Your response should reproduce every line of the entries that contains the word "below".

*** THE INPUT ***

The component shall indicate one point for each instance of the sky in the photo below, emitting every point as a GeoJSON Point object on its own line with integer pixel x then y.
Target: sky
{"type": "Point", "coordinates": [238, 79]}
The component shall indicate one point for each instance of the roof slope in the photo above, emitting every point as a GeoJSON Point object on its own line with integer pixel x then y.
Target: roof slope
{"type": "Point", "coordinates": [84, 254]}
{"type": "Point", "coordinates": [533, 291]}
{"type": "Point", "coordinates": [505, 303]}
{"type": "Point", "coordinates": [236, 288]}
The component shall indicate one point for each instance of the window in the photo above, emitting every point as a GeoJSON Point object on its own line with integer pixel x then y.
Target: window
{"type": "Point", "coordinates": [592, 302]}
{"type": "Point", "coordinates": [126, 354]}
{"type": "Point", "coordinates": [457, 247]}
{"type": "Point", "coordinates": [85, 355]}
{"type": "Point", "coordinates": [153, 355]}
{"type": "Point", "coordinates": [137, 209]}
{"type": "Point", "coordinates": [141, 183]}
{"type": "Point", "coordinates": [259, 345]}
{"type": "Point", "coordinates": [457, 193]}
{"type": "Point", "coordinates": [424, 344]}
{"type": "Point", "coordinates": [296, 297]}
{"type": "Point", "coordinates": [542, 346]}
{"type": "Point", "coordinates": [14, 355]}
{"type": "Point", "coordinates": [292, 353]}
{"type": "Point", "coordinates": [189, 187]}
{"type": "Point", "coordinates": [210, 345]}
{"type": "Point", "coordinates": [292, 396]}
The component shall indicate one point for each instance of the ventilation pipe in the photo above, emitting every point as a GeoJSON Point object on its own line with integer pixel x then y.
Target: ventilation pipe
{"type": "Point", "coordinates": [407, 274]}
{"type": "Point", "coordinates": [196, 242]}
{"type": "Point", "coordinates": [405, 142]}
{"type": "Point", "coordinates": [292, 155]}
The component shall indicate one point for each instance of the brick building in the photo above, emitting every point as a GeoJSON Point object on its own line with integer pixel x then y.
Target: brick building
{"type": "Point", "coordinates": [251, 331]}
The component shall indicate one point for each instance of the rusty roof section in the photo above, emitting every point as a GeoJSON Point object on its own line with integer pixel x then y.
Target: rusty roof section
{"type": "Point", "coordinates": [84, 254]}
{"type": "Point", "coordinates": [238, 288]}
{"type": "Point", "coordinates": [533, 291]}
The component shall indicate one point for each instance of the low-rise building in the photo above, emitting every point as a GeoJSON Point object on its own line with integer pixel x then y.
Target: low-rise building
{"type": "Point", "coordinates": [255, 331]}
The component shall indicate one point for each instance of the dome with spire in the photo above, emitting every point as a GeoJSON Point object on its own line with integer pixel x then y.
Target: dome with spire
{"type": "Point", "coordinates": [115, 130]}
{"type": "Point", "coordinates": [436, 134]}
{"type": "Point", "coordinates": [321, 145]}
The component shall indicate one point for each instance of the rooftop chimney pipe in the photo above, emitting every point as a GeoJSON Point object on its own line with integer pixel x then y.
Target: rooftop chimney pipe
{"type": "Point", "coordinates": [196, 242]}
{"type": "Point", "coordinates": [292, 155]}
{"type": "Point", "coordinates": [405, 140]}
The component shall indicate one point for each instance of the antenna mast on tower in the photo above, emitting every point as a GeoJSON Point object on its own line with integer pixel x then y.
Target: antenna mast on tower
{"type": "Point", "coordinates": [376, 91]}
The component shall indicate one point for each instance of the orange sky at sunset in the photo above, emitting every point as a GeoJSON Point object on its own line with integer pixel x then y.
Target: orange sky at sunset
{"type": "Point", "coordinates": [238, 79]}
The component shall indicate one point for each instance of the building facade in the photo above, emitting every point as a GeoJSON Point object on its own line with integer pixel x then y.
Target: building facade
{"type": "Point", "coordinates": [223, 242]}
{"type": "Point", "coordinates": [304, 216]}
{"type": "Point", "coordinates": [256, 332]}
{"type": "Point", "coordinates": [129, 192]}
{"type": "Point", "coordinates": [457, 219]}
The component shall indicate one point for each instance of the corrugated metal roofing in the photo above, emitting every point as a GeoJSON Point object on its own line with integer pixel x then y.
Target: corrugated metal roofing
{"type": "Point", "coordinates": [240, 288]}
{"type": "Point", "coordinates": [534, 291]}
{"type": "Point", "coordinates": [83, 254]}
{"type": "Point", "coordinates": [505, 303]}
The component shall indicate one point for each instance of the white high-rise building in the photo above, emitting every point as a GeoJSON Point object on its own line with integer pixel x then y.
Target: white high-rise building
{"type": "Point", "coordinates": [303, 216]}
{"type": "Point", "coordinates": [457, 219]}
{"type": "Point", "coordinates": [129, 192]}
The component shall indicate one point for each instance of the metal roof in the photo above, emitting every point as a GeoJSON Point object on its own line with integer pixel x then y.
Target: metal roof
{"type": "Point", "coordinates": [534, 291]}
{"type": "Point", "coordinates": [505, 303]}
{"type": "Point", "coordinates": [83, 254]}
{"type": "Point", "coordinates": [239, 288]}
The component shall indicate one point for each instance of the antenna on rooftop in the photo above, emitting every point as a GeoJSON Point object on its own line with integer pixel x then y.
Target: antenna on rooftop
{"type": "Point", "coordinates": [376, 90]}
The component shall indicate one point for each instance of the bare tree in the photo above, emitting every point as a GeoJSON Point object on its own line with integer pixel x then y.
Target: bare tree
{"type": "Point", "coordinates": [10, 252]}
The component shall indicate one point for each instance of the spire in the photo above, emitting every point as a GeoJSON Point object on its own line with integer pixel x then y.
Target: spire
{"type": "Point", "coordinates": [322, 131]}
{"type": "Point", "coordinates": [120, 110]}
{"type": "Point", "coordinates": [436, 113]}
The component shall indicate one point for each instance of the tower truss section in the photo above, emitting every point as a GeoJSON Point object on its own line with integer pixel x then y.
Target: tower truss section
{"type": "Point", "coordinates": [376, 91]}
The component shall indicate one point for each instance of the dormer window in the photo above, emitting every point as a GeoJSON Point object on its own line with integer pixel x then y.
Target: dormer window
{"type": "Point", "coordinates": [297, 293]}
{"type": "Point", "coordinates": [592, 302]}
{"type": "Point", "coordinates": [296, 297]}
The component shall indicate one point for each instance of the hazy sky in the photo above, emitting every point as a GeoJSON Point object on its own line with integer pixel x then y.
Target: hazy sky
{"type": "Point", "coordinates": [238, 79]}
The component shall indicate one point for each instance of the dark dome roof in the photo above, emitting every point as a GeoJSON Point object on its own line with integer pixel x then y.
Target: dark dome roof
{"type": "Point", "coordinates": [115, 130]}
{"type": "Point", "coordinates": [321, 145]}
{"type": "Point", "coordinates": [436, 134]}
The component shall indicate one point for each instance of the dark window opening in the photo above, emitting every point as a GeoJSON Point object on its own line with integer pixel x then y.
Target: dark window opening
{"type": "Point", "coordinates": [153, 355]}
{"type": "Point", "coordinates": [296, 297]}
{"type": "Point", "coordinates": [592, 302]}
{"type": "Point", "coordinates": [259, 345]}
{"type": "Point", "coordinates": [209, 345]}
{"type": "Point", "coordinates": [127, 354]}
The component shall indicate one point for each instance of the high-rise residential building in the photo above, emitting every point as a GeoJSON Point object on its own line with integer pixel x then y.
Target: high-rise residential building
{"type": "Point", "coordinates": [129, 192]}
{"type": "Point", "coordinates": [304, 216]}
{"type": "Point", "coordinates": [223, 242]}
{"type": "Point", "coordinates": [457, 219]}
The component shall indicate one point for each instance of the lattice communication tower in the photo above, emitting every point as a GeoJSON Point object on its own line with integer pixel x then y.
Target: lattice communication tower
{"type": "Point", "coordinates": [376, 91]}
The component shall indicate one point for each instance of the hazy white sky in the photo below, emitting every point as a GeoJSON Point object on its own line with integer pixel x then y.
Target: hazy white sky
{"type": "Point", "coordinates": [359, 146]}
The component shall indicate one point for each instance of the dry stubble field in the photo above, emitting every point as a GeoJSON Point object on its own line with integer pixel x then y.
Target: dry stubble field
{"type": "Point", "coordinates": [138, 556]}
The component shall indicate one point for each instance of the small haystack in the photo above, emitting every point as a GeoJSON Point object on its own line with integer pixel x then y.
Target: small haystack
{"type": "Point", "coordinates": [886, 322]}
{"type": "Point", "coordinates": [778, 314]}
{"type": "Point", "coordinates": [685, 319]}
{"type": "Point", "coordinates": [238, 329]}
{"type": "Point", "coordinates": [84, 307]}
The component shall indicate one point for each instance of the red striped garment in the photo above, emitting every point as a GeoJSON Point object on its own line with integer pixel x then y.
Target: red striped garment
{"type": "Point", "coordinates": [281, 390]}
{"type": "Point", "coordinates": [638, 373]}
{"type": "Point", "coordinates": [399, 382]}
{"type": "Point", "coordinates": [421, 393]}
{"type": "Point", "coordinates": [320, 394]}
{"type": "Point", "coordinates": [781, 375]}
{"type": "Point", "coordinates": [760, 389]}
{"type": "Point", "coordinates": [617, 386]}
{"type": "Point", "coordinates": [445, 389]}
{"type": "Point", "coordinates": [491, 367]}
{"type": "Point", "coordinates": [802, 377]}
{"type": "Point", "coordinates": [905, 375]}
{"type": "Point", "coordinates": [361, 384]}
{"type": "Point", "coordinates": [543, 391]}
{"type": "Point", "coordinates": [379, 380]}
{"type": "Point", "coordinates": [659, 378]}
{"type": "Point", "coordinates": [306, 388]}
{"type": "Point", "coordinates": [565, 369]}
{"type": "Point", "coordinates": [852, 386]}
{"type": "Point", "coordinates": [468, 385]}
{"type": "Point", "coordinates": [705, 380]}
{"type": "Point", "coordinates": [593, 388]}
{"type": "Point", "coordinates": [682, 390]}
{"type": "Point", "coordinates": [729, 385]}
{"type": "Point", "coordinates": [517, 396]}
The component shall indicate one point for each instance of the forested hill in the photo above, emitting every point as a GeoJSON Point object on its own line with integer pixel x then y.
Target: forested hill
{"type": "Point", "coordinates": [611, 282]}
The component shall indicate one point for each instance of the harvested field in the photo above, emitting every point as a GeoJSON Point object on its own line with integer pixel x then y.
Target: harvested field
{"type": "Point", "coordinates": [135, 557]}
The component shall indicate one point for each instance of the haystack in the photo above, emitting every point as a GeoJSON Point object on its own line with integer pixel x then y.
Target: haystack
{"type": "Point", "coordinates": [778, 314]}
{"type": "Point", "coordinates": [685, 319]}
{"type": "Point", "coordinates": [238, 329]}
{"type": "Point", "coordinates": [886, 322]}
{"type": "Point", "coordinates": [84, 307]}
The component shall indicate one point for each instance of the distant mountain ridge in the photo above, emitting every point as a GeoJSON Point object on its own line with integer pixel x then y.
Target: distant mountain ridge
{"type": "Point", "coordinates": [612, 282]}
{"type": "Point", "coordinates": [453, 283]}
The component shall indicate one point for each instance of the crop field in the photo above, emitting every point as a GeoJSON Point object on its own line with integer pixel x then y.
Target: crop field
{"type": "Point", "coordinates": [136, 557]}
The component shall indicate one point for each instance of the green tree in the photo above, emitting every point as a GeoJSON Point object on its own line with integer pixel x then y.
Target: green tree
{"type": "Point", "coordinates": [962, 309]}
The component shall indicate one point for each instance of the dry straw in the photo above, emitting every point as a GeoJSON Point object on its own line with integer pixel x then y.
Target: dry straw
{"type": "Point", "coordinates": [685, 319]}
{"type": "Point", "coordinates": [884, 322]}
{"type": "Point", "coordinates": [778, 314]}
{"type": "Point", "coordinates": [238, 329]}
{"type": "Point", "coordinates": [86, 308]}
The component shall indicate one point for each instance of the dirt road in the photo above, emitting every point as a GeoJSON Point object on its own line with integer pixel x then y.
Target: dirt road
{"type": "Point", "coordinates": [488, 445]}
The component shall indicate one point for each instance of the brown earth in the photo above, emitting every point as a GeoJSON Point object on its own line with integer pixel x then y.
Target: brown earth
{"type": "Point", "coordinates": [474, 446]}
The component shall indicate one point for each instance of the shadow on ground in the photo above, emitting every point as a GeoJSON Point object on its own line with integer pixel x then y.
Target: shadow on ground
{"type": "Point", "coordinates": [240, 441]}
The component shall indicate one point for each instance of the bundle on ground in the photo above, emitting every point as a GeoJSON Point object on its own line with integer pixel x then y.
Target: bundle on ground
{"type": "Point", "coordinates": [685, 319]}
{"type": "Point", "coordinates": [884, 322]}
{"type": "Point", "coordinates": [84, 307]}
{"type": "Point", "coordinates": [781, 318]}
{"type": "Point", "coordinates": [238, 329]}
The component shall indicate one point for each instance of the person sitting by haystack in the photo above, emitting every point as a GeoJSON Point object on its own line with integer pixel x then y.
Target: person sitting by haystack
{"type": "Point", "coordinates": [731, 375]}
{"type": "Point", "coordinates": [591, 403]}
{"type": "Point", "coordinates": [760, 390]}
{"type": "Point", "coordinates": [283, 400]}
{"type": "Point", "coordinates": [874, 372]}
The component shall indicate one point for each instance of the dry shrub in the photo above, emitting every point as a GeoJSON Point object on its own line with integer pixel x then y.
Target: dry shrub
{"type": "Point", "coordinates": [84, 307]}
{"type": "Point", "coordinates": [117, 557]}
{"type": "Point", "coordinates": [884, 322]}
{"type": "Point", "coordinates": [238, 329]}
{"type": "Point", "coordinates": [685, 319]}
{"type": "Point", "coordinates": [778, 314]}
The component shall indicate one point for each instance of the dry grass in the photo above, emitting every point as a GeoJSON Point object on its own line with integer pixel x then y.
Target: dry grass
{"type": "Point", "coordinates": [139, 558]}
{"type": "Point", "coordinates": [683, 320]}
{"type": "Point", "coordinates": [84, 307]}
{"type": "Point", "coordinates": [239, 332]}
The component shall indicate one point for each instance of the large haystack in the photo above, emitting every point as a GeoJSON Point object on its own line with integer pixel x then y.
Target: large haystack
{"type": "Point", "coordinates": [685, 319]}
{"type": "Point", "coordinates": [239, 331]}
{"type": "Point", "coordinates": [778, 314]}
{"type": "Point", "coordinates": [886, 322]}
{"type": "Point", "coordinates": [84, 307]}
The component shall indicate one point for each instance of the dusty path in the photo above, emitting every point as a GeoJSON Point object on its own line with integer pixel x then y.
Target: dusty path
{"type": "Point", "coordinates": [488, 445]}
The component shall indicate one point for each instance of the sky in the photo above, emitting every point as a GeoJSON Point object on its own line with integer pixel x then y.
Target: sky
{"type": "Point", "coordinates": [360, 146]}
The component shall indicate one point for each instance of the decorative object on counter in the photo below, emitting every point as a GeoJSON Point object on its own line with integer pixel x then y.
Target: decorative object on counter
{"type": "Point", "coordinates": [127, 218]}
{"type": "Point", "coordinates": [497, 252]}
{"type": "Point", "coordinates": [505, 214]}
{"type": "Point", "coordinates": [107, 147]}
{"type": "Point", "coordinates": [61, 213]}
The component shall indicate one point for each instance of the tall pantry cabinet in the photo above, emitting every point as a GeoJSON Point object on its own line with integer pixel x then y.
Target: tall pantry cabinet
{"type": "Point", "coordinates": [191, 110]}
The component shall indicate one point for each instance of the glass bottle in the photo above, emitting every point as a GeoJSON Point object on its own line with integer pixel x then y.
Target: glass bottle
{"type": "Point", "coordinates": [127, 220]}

*** End of THE INPUT ***

▸ RESULT OF THIS EXERCISE
The component shall indicate one point for each instance of the sky in the photo below, emitting every point as a GeoJSON Point object on its own line with integer pixel x then y.
The component shall indicate one point for each instance of the hazy white sky in the photo below, emitting every point as a GeoJSON Point object on its own line with integer pixel x then y.
The component shall indicate one point for each instance of the decorative object on counter in the photo below, emitting every point as a GeoJSON Point object on its own line with integer pixel x then y.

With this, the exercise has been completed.